Source records
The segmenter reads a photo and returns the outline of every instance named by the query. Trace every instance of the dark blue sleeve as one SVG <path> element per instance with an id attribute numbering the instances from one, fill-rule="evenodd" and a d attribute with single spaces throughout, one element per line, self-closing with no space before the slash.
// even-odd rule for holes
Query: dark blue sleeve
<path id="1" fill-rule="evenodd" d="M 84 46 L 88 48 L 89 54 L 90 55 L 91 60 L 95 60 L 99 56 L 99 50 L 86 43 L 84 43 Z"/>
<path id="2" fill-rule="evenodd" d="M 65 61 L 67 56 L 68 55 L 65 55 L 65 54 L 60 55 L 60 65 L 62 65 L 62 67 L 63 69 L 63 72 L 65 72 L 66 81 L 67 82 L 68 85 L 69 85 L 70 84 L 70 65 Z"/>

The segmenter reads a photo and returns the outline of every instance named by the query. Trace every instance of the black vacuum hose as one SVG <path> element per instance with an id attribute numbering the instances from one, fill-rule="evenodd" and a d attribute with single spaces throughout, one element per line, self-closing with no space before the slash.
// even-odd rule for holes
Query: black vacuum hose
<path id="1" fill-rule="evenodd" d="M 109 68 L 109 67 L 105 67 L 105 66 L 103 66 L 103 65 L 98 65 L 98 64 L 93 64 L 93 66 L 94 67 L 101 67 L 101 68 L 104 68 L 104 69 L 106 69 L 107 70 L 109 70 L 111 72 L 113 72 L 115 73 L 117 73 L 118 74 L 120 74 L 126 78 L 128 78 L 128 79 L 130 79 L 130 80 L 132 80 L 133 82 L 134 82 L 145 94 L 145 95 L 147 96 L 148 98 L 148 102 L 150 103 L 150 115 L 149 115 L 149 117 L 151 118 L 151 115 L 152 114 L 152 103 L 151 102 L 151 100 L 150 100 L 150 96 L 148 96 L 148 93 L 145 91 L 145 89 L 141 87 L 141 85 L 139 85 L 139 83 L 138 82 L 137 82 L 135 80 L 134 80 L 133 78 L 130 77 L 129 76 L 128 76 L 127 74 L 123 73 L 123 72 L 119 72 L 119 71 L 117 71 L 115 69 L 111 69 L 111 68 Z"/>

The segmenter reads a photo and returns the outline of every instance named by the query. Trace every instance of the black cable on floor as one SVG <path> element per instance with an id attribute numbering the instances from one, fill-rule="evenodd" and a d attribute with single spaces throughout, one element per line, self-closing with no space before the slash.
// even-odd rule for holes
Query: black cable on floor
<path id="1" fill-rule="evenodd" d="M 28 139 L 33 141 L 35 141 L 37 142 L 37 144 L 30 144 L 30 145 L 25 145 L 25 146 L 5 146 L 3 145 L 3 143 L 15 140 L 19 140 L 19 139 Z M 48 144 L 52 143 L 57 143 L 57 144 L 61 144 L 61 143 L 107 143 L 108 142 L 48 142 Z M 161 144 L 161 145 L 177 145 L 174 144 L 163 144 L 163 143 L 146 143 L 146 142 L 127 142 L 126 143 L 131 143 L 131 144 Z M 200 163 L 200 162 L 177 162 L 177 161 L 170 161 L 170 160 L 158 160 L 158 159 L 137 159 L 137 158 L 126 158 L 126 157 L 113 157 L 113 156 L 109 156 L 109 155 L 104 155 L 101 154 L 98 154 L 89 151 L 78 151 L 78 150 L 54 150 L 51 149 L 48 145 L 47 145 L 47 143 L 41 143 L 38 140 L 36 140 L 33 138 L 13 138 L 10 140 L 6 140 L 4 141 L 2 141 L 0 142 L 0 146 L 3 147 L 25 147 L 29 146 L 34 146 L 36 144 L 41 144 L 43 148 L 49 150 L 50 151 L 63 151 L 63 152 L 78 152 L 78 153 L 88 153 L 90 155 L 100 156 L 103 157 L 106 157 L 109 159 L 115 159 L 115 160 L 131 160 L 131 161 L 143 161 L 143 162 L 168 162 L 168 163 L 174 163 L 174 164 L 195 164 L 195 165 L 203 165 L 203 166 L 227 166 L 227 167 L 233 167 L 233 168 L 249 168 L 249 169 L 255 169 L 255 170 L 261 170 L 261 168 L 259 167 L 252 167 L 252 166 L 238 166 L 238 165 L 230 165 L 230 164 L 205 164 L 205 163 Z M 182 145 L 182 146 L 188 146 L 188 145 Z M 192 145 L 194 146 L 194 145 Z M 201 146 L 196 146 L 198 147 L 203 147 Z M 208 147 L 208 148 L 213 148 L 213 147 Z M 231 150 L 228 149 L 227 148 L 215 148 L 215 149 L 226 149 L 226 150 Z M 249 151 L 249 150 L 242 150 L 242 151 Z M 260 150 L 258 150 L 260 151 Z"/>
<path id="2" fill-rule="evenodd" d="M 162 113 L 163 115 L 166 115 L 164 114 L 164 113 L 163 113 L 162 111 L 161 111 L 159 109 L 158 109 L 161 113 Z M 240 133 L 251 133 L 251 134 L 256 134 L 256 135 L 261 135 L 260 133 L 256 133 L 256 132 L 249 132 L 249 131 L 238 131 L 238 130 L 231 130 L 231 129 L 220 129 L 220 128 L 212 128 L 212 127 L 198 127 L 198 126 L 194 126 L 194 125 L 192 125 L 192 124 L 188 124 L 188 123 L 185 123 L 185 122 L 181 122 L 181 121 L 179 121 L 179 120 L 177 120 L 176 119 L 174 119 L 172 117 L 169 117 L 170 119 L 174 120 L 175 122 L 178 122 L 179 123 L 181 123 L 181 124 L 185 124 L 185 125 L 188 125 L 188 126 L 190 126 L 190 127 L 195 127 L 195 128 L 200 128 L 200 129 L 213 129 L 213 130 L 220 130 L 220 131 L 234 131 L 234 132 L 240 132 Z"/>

# PROBLEM REQUIREMENTS:
Render every line of the items above as a JSON list of strings, one string per line, leaving out blank lines.

# EXERCISE OUTPUT:
[
  "The segmenter reads a photo and returns the outline of every instance named by the query. Trace every instance of the dark blue sleeve as one SVG <path> element per instance with an id attribute numbering the instances from one, fill-rule=\"evenodd\" and a d attribute with single spaces throughout, one element per line, self-closing with no space before the slash.",
  "// even-odd rule for holes",
  "Query: dark blue sleeve",
  "<path id=\"1\" fill-rule=\"evenodd\" d=\"M 84 46 L 88 48 L 89 54 L 90 55 L 91 60 L 95 60 L 99 56 L 99 50 L 86 43 L 84 43 Z\"/>",
  "<path id=\"2\" fill-rule=\"evenodd\" d=\"M 65 61 L 67 56 L 68 55 L 65 55 L 65 54 L 60 55 L 60 65 L 62 65 L 62 67 L 63 69 L 63 72 L 65 72 L 66 81 L 67 82 L 68 85 L 69 85 L 70 84 L 70 65 Z\"/>",
  "The segmenter reads a photo and returns the outline of every instance named by the query. Trace every instance of the black vacuum hose as one SVG <path> element per instance with an id attribute numbering the instances from one, fill-rule=\"evenodd\" and a d attribute with single spaces throughout, one element per line, self-closing with no space before the slash.",
  "// even-odd rule for holes",
  "Query: black vacuum hose",
  "<path id=\"1\" fill-rule=\"evenodd\" d=\"M 109 68 L 109 67 L 105 67 L 105 66 L 103 66 L 103 65 L 98 65 L 98 64 L 93 64 L 93 66 L 94 67 L 101 67 L 101 68 L 104 68 L 104 69 L 106 69 L 107 70 L 109 70 L 111 72 L 113 72 L 115 73 L 117 73 L 118 74 L 120 74 L 126 78 L 128 78 L 128 79 L 130 79 L 130 80 L 132 80 L 133 82 L 134 82 L 145 94 L 145 95 L 147 96 L 148 98 L 148 102 L 150 103 L 150 115 L 149 115 L 149 117 L 151 118 L 151 115 L 152 114 L 152 103 L 151 102 L 151 100 L 150 100 L 150 96 L 148 96 L 148 93 L 145 91 L 145 89 L 141 87 L 141 85 L 139 85 L 139 83 L 138 82 L 137 82 L 135 80 L 134 80 L 133 78 L 130 77 L 129 76 L 128 76 L 127 74 L 123 73 L 123 72 L 119 72 L 119 71 L 117 71 L 115 69 L 111 69 L 111 68 Z\"/>",
  "The segmenter reads a photo and returns the outline of every instance named by the query. Trace every instance of the black cable on floor as one SVG <path> element per instance with an id attribute numbering the instances from one, fill-rule=\"evenodd\" and a d attribute with single spaces throughout, one element per line, self-closing with no space before the slash.",
  "// even-odd rule for holes",
  "Query: black cable on floor",
  "<path id=\"1\" fill-rule=\"evenodd\" d=\"M 28 139 L 33 141 L 35 141 L 37 142 L 37 144 L 30 144 L 30 145 L 25 145 L 25 146 L 5 146 L 3 145 L 3 143 L 15 140 L 19 140 L 19 139 Z M 48 144 L 52 143 L 57 143 L 57 144 L 61 144 L 61 143 L 107 143 L 108 142 L 48 142 Z M 161 144 L 161 145 L 177 145 L 174 144 L 163 144 L 163 143 L 146 143 L 146 142 L 127 142 L 126 143 L 131 143 L 131 144 Z M 200 163 L 200 162 L 177 162 L 177 161 L 170 161 L 170 160 L 158 160 L 158 159 L 137 159 L 137 158 L 126 158 L 126 157 L 113 157 L 113 156 L 109 156 L 109 155 L 104 155 L 101 154 L 98 154 L 89 151 L 78 151 L 78 150 L 54 150 L 51 149 L 48 145 L 47 145 L 47 143 L 41 143 L 38 140 L 36 140 L 33 138 L 13 138 L 10 140 L 6 140 L 4 141 L 2 141 L 0 142 L 0 146 L 3 147 L 25 147 L 29 146 L 34 146 L 36 144 L 41 144 L 43 148 L 49 150 L 50 151 L 63 151 L 63 152 L 78 152 L 78 153 L 88 153 L 90 155 L 100 156 L 103 157 L 106 157 L 109 159 L 115 159 L 115 160 L 131 160 L 131 161 L 143 161 L 143 162 L 168 162 L 168 163 L 174 163 L 174 164 L 195 164 L 195 165 L 203 165 L 203 166 L 227 166 L 227 167 L 233 167 L 233 168 L 249 168 L 249 169 L 255 169 L 255 170 L 261 170 L 261 168 L 259 167 L 252 167 L 252 166 L 238 166 L 238 165 L 230 165 L 230 164 L 205 164 L 205 163 Z M 182 145 L 182 146 L 188 146 L 188 145 Z M 192 145 L 194 146 L 194 145 Z M 201 146 L 196 146 L 198 147 L 203 147 Z M 208 147 L 208 148 L 213 148 L 213 147 Z M 231 150 L 228 149 L 227 148 L 215 148 L 215 149 L 226 149 L 226 150 Z M 249 151 L 249 150 L 242 150 L 242 151 Z M 260 150 L 258 150 L 260 151 Z\"/>",
  "<path id=\"2\" fill-rule=\"evenodd\" d=\"M 162 113 L 163 115 L 166 115 L 164 114 L 164 113 L 163 113 L 162 111 L 161 111 L 159 109 L 158 109 L 161 113 Z M 240 133 L 251 133 L 251 134 L 256 134 L 256 135 L 261 135 L 260 133 L 256 133 L 256 132 L 249 132 L 249 131 L 238 131 L 238 130 L 231 130 L 231 129 L 220 129 L 220 128 L 212 128 L 212 127 L 198 127 L 198 126 L 194 126 L 194 125 L 192 125 L 192 124 L 188 124 L 188 123 L 185 123 L 185 122 L 181 122 L 181 121 L 179 121 L 179 120 L 177 120 L 176 119 L 174 119 L 172 117 L 169 117 L 170 119 L 174 120 L 175 122 L 178 122 L 179 123 L 181 123 L 181 124 L 185 124 L 185 125 L 188 125 L 188 126 L 190 126 L 190 127 L 195 127 L 195 128 L 200 128 L 200 129 L 213 129 L 213 130 L 220 130 L 220 131 L 234 131 L 234 132 L 240 132 Z\"/>"
]